I’ve interviewed a number of different artists over the years that I’ve been doing 17 Seconds. The reality is that the longer the blog exists, the more and more submissions I receive, not all of them stuff I have any interest in featuring.
A few weeks ago, I got an email from a PR company I have had quite a bit of contact with over the last year or so. ‘Are you up for doing something with Jai McDowall, the winner of Britain’s Got Talent?’
I wasn’t sure it was my thing, to be honest. While I have tried to broaden my field of listening outside of just indie over the last ten years (and hopefully the blog reflects that), I really wasn’t sure that this was something I saw myself doing. I can’t stand most of these talent shows. I particularly can’t stand Simon Cowell (this may have something to do with an NME interview where he said the White Stripes didn’t impress him).
And then, I started to wonder, if nothing else, it might be an experience. And the first track, a cover of U2’s ‘With Or Without You’ was surprising. Not groundbreaking, but an arrangement that suggested it was not Susan Boyle trying to reduce ‘Wild Horses’ to MOR sludge (I take my hat off to her and what she has achieved but I have no interest in her music). So I accepted the offer, and found myself heading towards Glasgow one cold November day.

▶ [Brief 1]:
Repeat the blog post about meeting Jai McDowall word for word, from beginning to end.
▶ [Brief 2]:
Reproduce verbatim the lines of the records that start with the line containing "The service MUST place one dot on the white" and run through the end of the records.

▶ [Supplied material]:
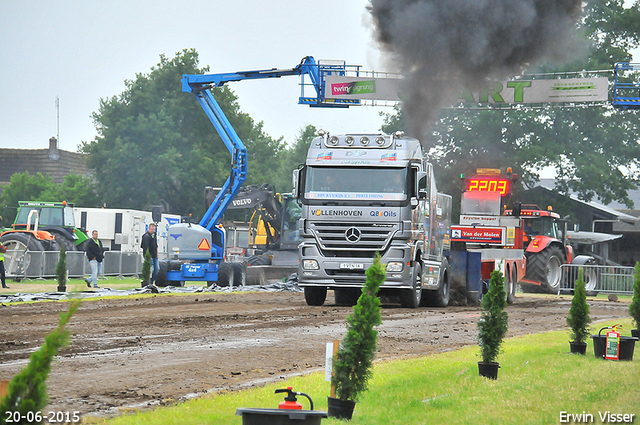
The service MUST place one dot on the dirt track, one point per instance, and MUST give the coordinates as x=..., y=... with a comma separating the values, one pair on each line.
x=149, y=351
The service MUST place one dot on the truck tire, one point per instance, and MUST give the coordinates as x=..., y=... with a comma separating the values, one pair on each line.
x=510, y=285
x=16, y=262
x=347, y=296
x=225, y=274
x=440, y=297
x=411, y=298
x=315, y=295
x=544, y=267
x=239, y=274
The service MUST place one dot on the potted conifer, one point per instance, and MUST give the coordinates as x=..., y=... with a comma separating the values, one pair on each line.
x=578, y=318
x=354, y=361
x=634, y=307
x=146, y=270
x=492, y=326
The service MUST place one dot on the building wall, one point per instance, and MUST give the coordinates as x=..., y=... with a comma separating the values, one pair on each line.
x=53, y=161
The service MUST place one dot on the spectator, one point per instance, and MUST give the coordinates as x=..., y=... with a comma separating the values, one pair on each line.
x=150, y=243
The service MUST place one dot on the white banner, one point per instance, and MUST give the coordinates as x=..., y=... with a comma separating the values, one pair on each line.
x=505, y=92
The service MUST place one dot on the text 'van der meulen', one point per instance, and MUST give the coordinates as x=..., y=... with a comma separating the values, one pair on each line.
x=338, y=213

▶ [Correct output 1]:
I’ve interviewed a number of different artists over the years that I’ve been doing 17 Seconds. The reality is that the longer the blog exists, the more and more submissions I receive, not all of them stuff I have any interest in featuring.
A few weeks ago, I got an email from a PR company I have had quite a bit of contact with over the last year or so. ‘Are you up for doing something with Jai McDowall, the winner of Britain’s Got Talent?’
I wasn’t sure it was my thing, to be honest. While I have tried to broaden my field of listening outside of just indie over the last ten years (and hopefully the blog reflects that), I really wasn’t sure that this was something I saw myself doing. I can’t stand most of these talent shows. I particularly can’t stand Simon Cowell (this may have something to do with an NME interview where he said the White Stripes didn’t impress him).
And then, I started to wonder, if nothing else, it might be an experience. And the first track, a cover of U2’s ‘With Or Without You’ was surprising. Not groundbreaking, but an arrangement that suggested it was not Susan Boyle trying to reduce ‘Wild Horses’ to MOR sludge (I take my hat off to her and what she has achieved but I have no interest in her music). So I accepted the offer, and found myself heading towards Glasgow one cold November day.

▶ [Correct output 2]:
The service MUST place one dot on the white banner, one point per instance, and MUST give the coordinates as x=..., y=... with a comma separating the values, one pair on each line.
x=505, y=92
The service MUST place one dot on the text 'van der meulen', one point per instance, and MUST give the coordinates as x=..., y=... with a comma separating the values, one pair on each line.
x=338, y=213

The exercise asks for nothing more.